Paul Bocuse s'est éteint ce samedi. Michel Guérard, chef trois étoiles et intime du "pape de la gastronomie française", lui rend hommage pour L'Express.

Michel Guérard, 84 ans, fut l'un des cerveaux de la "Nouvelle Cuisine" dans les années 1970, et l'un des amis les plus proches de Paul Bocuse décédé ce samedi à l'âge de 91 ans.  

LIRE AUSSI >> Légende de la gastronomie française, le chef Paul Bocuse est mort 

Les coups de main de Paul Bocuse, sa place au sein de la Nouvelle Cuisine, leur prétendue rivalité... Le chef trois étoiles (encore en activité) à Eugénie les Bains (dans les Landes) se livre à L'Express. 

Depuis quand connaissiez-vous Paul Bocuse? 

Michel Guérard: J'ai rencontré Paul il y a plus de 50 ans. Au début des années 60, j'étais chef pâtissier au Lido à Paris et il était venu me voir en cuisine, ça a été notre première rencontre. Une amitié s'est nouée tout naturellement. Puis quand j'ai ouvert mon restaurant, le Pot-au-feu à Asnières en 1965, il est tout de suite venu. Il m'a encouragé d'une manière extraordinaire et a organisé un bouche-à-oreille qui est à l'origine de mon succès.  

Paul était un homme de générosité. Certainement qu'il a fait ça autant pour se faire plaisir que pour me faire plaisir. C'était Saint-Paul, c'est l'apôtre des gentils. 

Y'avait-il entre vous, dans l'époque forte de la Nouvelle Cuisine, une complicité culinaire? 

La cuisine que je faisais l'a surpris. Il était bien plus classique, mais il m'encourageait dans mes créations d'avant-garde. Paul avait beaucoup d'amis, et quand il a créé la Société de la Grande cuisine française en 1970, il a fait appel à moi car il pensait que je pouvais l'aider à construire ce courant-là. 

Les médias décrivent souvent Paul Bocuse comme le père de la Nouvelle Cuisine.

» EXERCICE PROPOSÉ 1:
Indiquez si chacune des affirmations suivantes concorde avec l'extrait du document, en répondant par oui ou par non et en citant mot pour mot le passage qui tranche : (a) Michel Guérard a ouvert le Pot-au-feu à Asnières en 1965 ; (b) Paul Bocuse est mort à l'âge de 84 ans ; (c) Paul Bocuse a créé la Société de la Grande cuisine française en 1970.
» EXERCICE PROPOSÉ 2:
D'après l'extrait du document, quel poste Michel Guérard occupait-il au Lido à Paris au début des années 60 ?
Les enregistrements n'interviennent d'aucune façon ici.

» ENTRÉES FOURNIES:
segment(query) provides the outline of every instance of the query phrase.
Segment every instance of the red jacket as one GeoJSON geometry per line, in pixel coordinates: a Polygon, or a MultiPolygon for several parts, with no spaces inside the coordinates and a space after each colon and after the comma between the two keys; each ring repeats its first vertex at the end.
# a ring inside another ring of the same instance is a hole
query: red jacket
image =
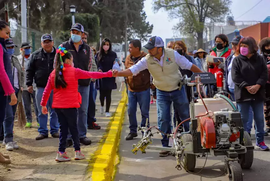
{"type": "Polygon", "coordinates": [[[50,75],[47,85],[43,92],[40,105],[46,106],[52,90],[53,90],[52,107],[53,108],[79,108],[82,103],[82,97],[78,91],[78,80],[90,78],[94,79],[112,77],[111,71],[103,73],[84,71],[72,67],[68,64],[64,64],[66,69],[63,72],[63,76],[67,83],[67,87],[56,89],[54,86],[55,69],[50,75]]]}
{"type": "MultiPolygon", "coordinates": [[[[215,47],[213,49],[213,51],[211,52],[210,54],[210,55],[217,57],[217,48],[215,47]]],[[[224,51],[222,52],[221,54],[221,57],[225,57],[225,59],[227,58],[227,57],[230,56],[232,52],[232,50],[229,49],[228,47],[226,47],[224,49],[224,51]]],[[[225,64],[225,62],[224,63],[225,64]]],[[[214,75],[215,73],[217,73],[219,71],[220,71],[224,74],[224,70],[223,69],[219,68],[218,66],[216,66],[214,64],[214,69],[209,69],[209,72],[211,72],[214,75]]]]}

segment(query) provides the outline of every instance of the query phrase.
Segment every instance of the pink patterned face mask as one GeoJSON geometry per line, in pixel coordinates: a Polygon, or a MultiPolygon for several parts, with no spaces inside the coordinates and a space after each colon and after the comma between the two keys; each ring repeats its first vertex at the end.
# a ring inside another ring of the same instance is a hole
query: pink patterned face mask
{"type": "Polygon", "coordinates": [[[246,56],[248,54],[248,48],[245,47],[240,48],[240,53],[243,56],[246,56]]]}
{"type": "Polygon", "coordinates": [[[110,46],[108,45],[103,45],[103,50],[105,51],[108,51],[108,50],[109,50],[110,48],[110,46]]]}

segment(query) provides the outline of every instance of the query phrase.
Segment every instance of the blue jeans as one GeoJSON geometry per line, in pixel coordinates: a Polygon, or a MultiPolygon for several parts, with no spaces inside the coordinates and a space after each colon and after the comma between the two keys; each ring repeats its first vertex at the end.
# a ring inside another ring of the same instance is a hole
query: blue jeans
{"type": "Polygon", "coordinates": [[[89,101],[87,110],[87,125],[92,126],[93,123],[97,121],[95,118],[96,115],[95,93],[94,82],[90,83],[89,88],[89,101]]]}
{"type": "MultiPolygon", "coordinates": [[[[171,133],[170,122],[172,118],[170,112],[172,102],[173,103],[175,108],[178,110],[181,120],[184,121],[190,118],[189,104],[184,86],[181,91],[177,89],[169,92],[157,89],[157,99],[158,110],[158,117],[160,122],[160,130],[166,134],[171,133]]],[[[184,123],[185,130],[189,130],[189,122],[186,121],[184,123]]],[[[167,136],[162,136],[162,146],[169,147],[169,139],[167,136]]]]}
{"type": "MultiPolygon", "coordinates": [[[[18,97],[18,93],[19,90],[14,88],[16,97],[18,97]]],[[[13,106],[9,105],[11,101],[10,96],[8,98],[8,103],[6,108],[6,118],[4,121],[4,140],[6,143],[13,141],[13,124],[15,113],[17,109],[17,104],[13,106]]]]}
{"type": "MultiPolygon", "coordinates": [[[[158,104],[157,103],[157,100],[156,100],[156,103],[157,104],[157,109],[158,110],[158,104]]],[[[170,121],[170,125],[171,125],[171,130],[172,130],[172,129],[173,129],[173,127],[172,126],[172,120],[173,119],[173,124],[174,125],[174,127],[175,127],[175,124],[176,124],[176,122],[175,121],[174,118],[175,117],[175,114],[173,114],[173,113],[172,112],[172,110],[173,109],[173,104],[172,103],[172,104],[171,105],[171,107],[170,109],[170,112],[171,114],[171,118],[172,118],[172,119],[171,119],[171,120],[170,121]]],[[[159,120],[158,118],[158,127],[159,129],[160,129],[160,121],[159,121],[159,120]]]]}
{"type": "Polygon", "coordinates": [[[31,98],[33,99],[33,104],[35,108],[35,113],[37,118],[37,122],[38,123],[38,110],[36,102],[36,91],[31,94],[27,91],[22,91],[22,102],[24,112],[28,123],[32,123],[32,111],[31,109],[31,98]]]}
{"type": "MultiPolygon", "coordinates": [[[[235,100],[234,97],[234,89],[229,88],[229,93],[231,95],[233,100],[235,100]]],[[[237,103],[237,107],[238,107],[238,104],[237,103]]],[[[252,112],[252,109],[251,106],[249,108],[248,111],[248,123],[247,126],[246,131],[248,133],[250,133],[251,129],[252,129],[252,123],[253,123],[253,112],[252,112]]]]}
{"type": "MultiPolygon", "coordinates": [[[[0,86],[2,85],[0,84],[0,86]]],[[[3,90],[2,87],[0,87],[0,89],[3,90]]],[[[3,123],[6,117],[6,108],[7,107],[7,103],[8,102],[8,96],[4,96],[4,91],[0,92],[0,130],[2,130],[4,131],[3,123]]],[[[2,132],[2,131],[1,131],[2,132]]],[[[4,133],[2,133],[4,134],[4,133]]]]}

» BONNE RÉPONSE 1:
(a) Oui : « quand j'ai ouvert mon restaurant, le Pot-au-feu à Asnières en 1965 ».
(b) Non : « décédé ce samedi à l'âge de 91 ans ».
(c) Oui : « quand il a créé la Société de la Grande cuisine française en 1970 ».

» BONNE RÉPONSE 2:
Il y était chef pâtissier.